### EXTRACT PROVIDED:
History of illegal drug use depends on the drug used and the method of delivery. It is very common for persons to test positive for Hepatitis or HIV if they had a history of drug abuse. Many never had any symptoms of having these diseases during their life. This is the same for incarceration. We define incarceration as serving time in a federal prison for 6 months or more. There is a really strong correlation with people being incarcerated and a high incidence of testing positive for Hepatitis especially. I’ve always wondered why this is the case, but it is. I’ve seen the test results to prove it over and over again.

As I suspected, these regulations are about the correlations between certain behaviors and certain infectious diseases. If they test the bodies anyway for infectious diseases, why involve the correlating factors? Why exclude prisoners or drug abusers who do not have HIV or hepatitis? Any correlation that is not 100% is a form of stereotyping, and the tests have to be conducted anyway. I do see that the correlations probably lead to cost savings, which is almost certainly a factor.

Overweight and underweight more than just a body image problem. When it comes to transporting an overweight donor, it can add a significant cost as well as create injury to our employees and the medical researchers that are the recipient of the donor. The expression “dead weight” is a real one. We all feel like we weigh twice as much once we spiritually exit our bodies for some reason. But it is important to distinguish that this criteria is at the time of death. A person’s weight can fluctuate a great deal if they are ill for several months or years prior to death so we do not prevent people from registering their intent to BE a donor but I want people to know in advance this may prevent donation from occurring. In regards to low body weight, donors that are severely emaciated are not requested by researchers because they do not represent the norm. But again, sometimes the researchers request these donations. …This criteria fluctuates often so I just list it as “severely under or overweight” to represent what is usually the truth. This criteria is subject to change so I don’t put an actual BMI number on our website. Many people register their intent to donate far in advance of their eventual death and I am certain that criteria will continue to evolve and change.

### EXERCISE 1:
For each statement below, answer yes or no to say whether it agrees with the passage on body donor eligibility, and quote the passage's deciding words. (a) Incarceration is defined as serving time in a federal prison for 6 months or more. (b) The website gives a specific BMI number as the weight cutoff. (c) People are prevented from registering their intent to be a donor because of their weight.
### EXERCISE 2:
Write the next part of the passage on body donor eligibility, starting after its final sentence.

### Saved data entries:
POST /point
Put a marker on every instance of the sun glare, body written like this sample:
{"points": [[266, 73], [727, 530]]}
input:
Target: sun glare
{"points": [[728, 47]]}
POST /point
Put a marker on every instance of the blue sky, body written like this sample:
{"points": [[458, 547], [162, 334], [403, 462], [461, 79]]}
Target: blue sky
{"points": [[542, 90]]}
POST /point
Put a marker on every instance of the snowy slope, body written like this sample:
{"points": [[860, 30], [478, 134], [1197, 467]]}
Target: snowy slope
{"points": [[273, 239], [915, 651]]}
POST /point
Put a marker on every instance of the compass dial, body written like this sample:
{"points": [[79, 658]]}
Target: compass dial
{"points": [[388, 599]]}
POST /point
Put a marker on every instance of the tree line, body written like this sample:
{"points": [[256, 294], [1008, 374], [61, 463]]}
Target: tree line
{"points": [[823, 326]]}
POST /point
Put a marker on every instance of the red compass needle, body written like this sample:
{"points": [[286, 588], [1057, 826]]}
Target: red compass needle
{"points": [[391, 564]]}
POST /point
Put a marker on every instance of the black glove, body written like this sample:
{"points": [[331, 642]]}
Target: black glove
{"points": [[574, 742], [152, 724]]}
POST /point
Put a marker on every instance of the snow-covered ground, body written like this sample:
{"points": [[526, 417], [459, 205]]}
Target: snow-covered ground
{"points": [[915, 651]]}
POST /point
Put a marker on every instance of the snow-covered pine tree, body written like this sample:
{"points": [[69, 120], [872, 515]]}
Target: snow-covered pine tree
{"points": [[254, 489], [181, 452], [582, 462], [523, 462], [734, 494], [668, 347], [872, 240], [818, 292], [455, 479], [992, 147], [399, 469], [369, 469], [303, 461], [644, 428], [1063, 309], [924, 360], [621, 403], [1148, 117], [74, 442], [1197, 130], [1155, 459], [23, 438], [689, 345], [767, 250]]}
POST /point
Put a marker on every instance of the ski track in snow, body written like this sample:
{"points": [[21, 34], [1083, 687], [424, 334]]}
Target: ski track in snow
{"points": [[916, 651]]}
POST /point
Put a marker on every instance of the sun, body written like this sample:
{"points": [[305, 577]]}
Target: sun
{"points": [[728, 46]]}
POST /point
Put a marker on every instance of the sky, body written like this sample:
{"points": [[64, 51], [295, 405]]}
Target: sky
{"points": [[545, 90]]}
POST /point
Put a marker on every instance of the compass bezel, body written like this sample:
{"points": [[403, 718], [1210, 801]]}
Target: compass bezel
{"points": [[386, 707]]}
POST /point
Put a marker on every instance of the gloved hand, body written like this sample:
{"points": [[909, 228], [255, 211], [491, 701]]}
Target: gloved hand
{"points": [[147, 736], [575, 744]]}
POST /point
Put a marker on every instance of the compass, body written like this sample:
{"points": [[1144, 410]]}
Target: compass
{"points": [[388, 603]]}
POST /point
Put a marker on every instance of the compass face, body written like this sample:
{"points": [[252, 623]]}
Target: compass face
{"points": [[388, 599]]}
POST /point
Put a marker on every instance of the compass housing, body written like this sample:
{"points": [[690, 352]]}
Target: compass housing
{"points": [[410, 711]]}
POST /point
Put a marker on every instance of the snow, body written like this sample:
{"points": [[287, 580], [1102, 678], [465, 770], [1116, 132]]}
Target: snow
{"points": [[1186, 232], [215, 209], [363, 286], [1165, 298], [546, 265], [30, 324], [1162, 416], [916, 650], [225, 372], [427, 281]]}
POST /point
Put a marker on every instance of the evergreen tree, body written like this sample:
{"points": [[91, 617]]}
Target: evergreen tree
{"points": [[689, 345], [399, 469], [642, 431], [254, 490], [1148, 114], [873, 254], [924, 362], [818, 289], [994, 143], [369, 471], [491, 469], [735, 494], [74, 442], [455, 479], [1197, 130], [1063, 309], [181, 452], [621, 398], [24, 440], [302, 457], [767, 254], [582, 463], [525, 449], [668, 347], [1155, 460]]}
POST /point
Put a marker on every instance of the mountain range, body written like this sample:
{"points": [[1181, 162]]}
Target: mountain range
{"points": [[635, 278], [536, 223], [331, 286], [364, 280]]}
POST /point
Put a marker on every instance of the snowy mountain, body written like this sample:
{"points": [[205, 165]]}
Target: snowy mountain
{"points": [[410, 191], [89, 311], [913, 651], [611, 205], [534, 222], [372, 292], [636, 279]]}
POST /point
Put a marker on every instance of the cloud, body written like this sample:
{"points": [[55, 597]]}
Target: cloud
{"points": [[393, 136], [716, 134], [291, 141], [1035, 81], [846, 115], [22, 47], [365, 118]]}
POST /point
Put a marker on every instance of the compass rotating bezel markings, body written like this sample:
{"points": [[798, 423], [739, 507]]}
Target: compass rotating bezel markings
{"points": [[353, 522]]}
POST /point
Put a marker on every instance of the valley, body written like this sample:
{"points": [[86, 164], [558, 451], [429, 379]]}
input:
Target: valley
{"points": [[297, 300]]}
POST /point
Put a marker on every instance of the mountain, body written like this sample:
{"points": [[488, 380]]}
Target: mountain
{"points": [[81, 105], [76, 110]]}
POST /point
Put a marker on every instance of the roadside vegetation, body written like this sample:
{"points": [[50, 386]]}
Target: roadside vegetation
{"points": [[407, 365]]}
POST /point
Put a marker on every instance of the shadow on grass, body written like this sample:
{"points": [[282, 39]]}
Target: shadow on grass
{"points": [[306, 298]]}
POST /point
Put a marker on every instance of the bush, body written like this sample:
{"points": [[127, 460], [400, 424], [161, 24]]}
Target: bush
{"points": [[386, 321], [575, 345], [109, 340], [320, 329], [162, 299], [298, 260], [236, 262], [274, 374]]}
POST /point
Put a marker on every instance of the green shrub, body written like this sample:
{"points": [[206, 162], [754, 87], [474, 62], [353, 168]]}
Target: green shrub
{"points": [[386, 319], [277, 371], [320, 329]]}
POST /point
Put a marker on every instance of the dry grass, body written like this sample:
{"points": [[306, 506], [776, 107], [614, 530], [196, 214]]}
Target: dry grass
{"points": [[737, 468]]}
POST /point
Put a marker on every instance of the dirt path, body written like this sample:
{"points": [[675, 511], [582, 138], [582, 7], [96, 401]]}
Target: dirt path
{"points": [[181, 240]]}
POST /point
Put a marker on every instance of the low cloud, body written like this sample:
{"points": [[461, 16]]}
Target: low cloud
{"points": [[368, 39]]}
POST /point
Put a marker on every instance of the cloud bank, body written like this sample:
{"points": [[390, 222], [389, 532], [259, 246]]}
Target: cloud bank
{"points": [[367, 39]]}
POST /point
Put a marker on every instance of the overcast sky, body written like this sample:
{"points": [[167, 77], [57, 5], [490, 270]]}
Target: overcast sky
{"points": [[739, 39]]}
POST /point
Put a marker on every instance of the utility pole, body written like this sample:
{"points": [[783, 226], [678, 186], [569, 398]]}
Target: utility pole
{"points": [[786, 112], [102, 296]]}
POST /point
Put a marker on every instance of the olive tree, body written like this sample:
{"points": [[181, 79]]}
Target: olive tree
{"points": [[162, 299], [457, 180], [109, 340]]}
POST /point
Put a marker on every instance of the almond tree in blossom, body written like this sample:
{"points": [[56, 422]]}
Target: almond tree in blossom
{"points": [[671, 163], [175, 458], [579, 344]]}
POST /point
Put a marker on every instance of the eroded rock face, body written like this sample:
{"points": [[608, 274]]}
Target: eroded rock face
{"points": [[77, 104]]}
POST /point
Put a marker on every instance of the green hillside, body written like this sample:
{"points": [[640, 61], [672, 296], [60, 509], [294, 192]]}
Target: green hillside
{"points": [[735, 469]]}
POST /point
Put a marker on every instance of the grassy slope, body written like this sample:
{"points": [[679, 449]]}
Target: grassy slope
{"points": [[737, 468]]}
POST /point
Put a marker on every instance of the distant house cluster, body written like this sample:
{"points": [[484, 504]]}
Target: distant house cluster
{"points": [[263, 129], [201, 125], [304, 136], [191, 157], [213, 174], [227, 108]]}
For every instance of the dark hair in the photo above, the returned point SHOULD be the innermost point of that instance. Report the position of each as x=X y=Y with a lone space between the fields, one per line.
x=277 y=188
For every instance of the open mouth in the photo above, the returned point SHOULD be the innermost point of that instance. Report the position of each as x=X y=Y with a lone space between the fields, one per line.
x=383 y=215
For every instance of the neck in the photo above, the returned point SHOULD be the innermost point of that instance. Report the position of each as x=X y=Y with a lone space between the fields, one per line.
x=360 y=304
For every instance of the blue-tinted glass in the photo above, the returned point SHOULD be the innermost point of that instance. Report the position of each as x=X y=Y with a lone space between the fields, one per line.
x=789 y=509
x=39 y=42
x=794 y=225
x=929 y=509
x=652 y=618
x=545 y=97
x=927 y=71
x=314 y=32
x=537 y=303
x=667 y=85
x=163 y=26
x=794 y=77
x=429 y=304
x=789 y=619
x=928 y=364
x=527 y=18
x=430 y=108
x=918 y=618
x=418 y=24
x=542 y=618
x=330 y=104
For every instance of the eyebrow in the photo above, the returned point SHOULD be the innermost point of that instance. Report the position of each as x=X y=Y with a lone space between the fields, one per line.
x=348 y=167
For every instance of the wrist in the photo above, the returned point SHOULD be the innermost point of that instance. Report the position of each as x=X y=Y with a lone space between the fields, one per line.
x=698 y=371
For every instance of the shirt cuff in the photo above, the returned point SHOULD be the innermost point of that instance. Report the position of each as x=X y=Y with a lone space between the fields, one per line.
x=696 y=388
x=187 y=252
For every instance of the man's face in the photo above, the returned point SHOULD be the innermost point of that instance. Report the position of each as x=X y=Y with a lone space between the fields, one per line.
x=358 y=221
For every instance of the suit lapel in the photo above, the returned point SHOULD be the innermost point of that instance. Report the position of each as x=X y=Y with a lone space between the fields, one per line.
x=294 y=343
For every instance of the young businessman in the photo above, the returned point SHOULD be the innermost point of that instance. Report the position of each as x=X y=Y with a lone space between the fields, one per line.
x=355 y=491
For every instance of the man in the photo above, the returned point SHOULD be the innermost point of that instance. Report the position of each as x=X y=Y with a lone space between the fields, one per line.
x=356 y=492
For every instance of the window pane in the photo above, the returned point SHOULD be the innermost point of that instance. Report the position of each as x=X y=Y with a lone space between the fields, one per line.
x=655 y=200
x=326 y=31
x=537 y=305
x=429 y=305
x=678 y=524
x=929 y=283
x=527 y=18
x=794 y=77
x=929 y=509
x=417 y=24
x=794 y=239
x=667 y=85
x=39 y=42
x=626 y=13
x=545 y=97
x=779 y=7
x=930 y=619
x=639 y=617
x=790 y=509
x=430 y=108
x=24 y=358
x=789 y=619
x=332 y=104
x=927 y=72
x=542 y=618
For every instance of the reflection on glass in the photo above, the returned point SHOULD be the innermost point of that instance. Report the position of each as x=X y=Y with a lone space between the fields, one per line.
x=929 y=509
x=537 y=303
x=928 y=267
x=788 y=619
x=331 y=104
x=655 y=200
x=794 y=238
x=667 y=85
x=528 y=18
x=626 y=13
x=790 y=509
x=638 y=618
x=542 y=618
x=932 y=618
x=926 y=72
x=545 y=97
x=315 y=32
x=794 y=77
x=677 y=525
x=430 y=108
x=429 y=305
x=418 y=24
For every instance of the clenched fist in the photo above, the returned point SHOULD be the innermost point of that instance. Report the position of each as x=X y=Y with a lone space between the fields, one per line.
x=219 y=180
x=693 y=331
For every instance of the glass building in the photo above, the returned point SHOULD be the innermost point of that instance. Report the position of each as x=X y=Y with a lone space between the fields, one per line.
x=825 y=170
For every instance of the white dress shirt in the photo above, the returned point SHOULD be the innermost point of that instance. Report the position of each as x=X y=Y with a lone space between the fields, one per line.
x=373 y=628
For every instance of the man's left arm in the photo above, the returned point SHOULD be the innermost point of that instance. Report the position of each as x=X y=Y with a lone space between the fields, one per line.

### EXERCISE RESPONSE 1:
(a) Yes: "We define incarceration as serving time in a federal prison for 6 months or more."
(b) No: "This criteria is subject to change so I don’t put an actual BMI number on our website."
(c) No: "we do not prevent people from registering their intent to BE a donor"

### EXERCISE RESPONSE 2:
Well, “dead weight” may be a real phrase, but in terms of pounds, if I die tomorrow my body will weigh then what it weighs now, or very close to it. I would personally be happier if they gave a maximum number of pounds, rather than “severely overweight,” since (as our readers know), a 300-pound football player is not considered overweight and a 300-pound woman is. And if the issue is that researchers’ needs change, then why not just say something like “we may have weight restrictions at given times depending on researchers’ needs”? Meanwhile, I cut material about Valere’s own weight, which she might not want to see plastered over the Internet. She’s discovering the crazy randomness of BMI, which I’m always glad to see someone learn.

As far as race, age, ethnicity, disability and any other things that make us human, that criteria has never been a consideration by our researchers. In other words, they are not requesting donors of a specific race or ethnicity but they do sometimes request certain disabilities or age ranges. Our program does NOT consider these factors for donation acceptance however and neither do the researchers we work with. The more you “live” in your body, the better for medicine I say!

Fabulous! One way to make this policy operational would be to disconnect incarceration and history of drug abuse from HIV and hepatitis, and just use the tests for those diseases to set criteria for donation, although again I acknowledge the cost-saving factor.

Once again, I’m really glad MedCure is in the world, and I thank Valere for her detailed and thoughtful response.